*** GIVEN TEXT

Dear Minister Coveney,

We, the undersigned, people who have lived and worked in Nicaragua, and others motivated by the recent tragic events, condemn the violent repression of unarmed civilian protesters by the Ortega-Murillo government. This wave of repression began in April 2018 when a large demonstration took place to protest against an increase in social security contributions. Since then, police and paramilitary forces in Nicaragua have killed over 300 people, including students and children, injured 3,000. In the past few days there has been a further clampdown on civil society, and eight different local NGOs have been stripped of their legal personhood, effectively making their work illegal.

There are over 400 political prisoners. Many of them are unlawfully detained and are being tortured at the hands of the authorities, accused of crimes of terrorism. The government accuses the protesters of trying to organise a coup. People who support the protests are students, women, workers, employers, civil society organisations and members of the Catholic hierarchy. Doctors who give medical aid to injured protesters have been fired en masse. Teachers, journalists, farmers and environmental campaigners have all suffered at the hands of the paramilitary forces and the police. All of these groups use peaceful methods to make their demands for social change. In a recent survey 80% of the Nicaraguan population support the call for the government to resign immediately and avoid further conflict and bloodshed.

******

- **DIRECTIONS**
Summarize the letter to Minister Coveney in two sentences.

*** PROVIDED DATA

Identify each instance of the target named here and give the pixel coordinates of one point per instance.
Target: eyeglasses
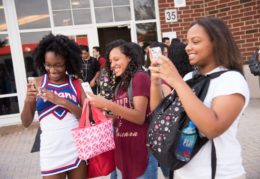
(56, 67)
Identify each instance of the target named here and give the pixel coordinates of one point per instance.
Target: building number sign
(171, 15)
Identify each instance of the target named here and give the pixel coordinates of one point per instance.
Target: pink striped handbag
(92, 140)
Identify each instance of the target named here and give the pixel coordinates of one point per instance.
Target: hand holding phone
(156, 52)
(87, 88)
(32, 82)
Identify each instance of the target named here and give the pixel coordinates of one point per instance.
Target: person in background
(90, 68)
(96, 53)
(166, 41)
(58, 99)
(211, 47)
(132, 158)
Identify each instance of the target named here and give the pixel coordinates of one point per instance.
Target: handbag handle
(98, 116)
(84, 119)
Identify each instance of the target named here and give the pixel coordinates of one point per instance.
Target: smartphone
(32, 81)
(87, 88)
(156, 52)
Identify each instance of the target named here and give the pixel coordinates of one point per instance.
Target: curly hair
(60, 45)
(226, 51)
(134, 52)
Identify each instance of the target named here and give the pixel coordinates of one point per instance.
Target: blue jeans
(150, 172)
(165, 171)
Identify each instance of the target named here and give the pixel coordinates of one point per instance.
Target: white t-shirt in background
(228, 149)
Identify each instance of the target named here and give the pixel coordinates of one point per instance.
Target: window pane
(146, 32)
(100, 17)
(80, 4)
(9, 105)
(32, 14)
(122, 13)
(2, 18)
(121, 2)
(102, 3)
(82, 16)
(60, 4)
(7, 79)
(30, 41)
(144, 9)
(62, 18)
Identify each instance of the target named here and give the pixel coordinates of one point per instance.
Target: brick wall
(242, 17)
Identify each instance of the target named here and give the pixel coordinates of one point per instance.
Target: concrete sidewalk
(16, 161)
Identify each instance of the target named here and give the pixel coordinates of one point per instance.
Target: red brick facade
(242, 17)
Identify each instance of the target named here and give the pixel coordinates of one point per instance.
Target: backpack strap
(129, 90)
(213, 160)
(206, 81)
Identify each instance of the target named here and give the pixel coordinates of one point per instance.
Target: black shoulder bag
(168, 120)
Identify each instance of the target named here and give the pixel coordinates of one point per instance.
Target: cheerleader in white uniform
(58, 102)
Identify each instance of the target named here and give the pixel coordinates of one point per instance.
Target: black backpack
(171, 115)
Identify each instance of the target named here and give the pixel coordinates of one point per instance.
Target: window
(32, 14)
(71, 12)
(112, 11)
(144, 9)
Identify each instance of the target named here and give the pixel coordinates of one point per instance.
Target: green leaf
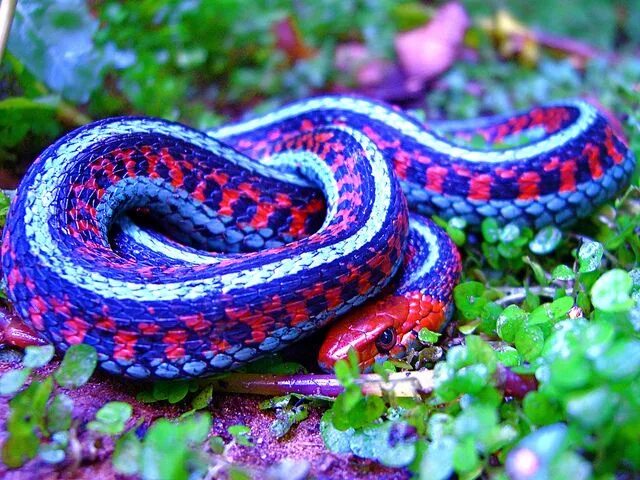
(589, 256)
(173, 449)
(59, 413)
(592, 408)
(509, 322)
(611, 292)
(335, 440)
(55, 41)
(427, 336)
(562, 272)
(540, 410)
(620, 361)
(469, 300)
(203, 398)
(12, 381)
(538, 271)
(465, 457)
(529, 341)
(241, 434)
(509, 233)
(77, 366)
(570, 373)
(25, 421)
(36, 357)
(23, 117)
(127, 453)
(111, 418)
(546, 240)
(490, 230)
(549, 312)
(437, 461)
(216, 444)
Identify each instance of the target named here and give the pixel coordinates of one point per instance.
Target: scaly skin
(307, 211)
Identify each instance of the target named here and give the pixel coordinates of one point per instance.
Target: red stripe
(593, 154)
(568, 176)
(435, 178)
(528, 184)
(480, 187)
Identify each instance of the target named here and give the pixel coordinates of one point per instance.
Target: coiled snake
(181, 253)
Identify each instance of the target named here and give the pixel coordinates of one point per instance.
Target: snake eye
(386, 340)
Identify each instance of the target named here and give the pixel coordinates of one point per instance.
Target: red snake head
(381, 329)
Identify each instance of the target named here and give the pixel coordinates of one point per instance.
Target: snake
(180, 253)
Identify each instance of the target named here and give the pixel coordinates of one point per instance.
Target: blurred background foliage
(204, 62)
(201, 62)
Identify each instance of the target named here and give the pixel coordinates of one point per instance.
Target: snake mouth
(373, 331)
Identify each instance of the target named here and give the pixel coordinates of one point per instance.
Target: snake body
(251, 236)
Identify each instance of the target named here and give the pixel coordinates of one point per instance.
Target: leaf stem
(7, 11)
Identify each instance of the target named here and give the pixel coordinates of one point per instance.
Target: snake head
(381, 329)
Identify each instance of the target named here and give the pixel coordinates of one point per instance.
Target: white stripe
(40, 206)
(434, 251)
(399, 122)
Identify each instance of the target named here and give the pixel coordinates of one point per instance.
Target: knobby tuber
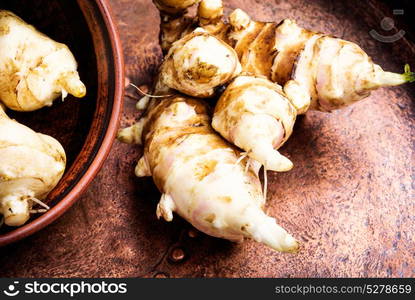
(200, 175)
(31, 164)
(267, 74)
(34, 69)
(254, 114)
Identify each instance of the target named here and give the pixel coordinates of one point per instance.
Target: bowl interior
(70, 121)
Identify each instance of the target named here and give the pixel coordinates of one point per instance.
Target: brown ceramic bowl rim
(63, 205)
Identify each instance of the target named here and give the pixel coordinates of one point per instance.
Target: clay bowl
(86, 127)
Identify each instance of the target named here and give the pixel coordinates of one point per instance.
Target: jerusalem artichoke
(254, 114)
(34, 69)
(31, 164)
(198, 63)
(200, 175)
(316, 71)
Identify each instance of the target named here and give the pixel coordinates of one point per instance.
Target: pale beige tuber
(34, 69)
(31, 164)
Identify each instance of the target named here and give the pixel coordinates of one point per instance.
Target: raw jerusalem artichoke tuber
(201, 176)
(34, 69)
(198, 63)
(254, 114)
(316, 71)
(31, 164)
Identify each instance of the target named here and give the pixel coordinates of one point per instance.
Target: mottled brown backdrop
(349, 199)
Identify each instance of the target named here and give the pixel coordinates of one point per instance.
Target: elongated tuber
(31, 164)
(317, 71)
(198, 63)
(254, 114)
(34, 69)
(201, 176)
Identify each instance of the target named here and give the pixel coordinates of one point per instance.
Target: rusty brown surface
(349, 199)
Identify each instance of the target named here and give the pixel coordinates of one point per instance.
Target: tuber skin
(31, 164)
(201, 176)
(254, 114)
(198, 63)
(316, 71)
(34, 69)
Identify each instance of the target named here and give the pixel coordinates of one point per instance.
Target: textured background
(349, 199)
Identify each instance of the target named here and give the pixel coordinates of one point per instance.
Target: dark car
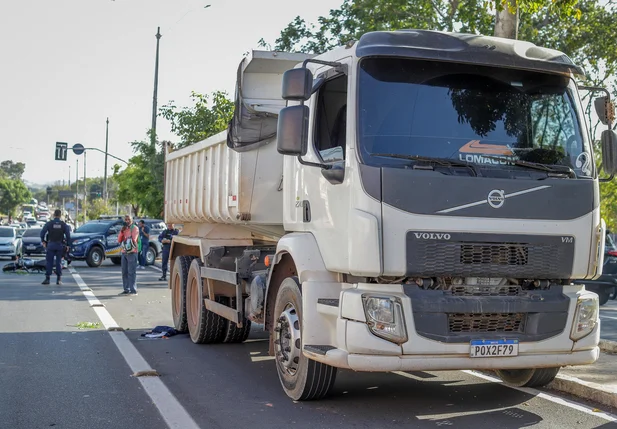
(31, 241)
(154, 249)
(95, 240)
(605, 285)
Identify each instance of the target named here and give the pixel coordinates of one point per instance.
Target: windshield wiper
(553, 169)
(446, 162)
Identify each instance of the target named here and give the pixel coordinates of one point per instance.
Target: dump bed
(236, 177)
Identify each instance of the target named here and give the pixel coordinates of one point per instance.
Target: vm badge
(496, 198)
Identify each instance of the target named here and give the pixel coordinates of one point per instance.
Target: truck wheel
(532, 377)
(233, 334)
(150, 255)
(302, 378)
(205, 327)
(179, 277)
(95, 257)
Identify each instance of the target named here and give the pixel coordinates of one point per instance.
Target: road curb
(608, 346)
(605, 395)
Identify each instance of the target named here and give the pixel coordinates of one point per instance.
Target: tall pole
(105, 172)
(85, 191)
(156, 84)
(76, 192)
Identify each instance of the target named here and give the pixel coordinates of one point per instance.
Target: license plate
(493, 348)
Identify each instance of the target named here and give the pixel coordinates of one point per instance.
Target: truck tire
(95, 257)
(205, 327)
(179, 277)
(532, 377)
(303, 379)
(233, 334)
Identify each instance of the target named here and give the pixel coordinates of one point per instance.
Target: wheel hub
(287, 344)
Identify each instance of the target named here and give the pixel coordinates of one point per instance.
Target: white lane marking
(171, 410)
(557, 400)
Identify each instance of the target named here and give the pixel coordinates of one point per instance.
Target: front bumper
(335, 332)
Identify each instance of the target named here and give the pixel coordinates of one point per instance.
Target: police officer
(54, 235)
(165, 238)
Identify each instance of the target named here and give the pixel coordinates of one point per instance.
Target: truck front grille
(486, 322)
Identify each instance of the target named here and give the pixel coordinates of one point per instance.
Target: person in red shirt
(127, 238)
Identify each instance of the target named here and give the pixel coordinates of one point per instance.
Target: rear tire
(179, 277)
(532, 377)
(302, 378)
(205, 327)
(95, 257)
(233, 334)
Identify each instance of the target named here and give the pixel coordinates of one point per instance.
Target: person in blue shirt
(55, 236)
(165, 238)
(144, 233)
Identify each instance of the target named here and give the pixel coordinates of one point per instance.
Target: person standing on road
(165, 238)
(144, 233)
(128, 239)
(53, 236)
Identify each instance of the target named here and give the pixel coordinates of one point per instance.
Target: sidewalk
(596, 382)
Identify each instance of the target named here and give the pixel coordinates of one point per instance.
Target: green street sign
(61, 151)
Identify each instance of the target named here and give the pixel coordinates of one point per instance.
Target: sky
(67, 65)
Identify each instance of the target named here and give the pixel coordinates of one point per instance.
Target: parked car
(10, 244)
(605, 285)
(96, 240)
(31, 242)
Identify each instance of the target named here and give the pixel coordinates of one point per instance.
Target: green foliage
(12, 170)
(200, 121)
(140, 184)
(12, 194)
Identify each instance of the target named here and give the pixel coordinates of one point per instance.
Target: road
(54, 374)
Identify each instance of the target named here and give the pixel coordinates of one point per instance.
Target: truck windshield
(481, 115)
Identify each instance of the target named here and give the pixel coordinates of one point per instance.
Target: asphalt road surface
(57, 372)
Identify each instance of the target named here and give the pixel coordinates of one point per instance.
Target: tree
(196, 123)
(12, 170)
(12, 194)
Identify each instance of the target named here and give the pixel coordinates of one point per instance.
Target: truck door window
(331, 119)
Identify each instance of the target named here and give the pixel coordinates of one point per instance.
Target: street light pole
(156, 84)
(105, 173)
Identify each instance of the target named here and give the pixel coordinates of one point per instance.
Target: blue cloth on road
(129, 272)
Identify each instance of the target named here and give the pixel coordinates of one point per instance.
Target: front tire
(205, 327)
(179, 278)
(532, 377)
(302, 378)
(95, 257)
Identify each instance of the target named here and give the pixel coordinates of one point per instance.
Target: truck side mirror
(297, 84)
(605, 110)
(292, 130)
(608, 141)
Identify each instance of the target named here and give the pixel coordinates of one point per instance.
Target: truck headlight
(384, 317)
(585, 317)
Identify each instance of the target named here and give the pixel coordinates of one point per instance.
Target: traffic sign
(78, 148)
(61, 151)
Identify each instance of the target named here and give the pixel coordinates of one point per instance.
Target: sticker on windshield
(481, 153)
(583, 161)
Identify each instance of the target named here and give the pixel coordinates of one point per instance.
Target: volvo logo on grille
(496, 198)
(432, 235)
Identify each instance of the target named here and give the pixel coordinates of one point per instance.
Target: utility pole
(105, 173)
(85, 191)
(156, 84)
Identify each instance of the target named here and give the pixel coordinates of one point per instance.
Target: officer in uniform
(165, 238)
(54, 235)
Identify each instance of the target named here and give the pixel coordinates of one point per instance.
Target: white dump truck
(414, 200)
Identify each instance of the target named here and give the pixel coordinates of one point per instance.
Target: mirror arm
(313, 164)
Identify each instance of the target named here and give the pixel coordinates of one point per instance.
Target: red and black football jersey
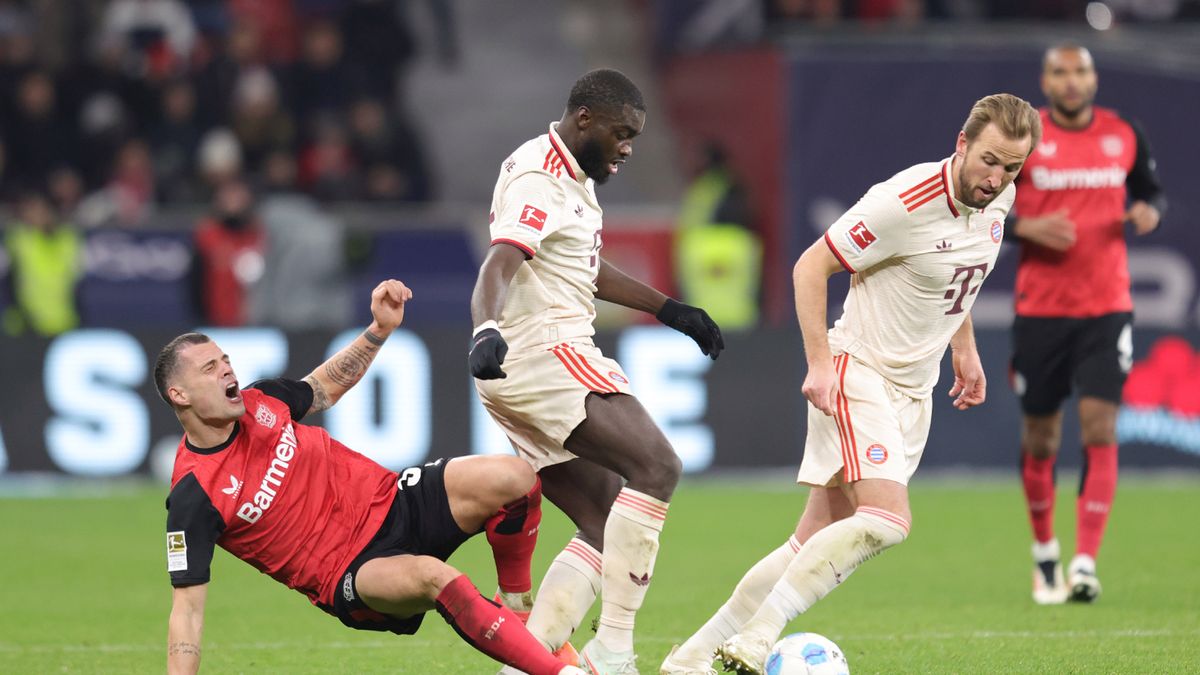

******

- **SOLUTION TO THIS PROBLEM**
The signatories condemn the Ortega-Murillo government's violent repression of unarmed protesters, which began in April 2018 over higher social security contributions and has since left over 300 people dead, 3,000 injured, and eight local NGOs stripped of their legal personhood. Over 400 political prisoners are held, many unlawfully and under torture on terrorism charges, while peaceful supporters of the protests from many sectors have suffered reprisals, and 80% of Nicaraguans in a recent survey support calls for the government to resign.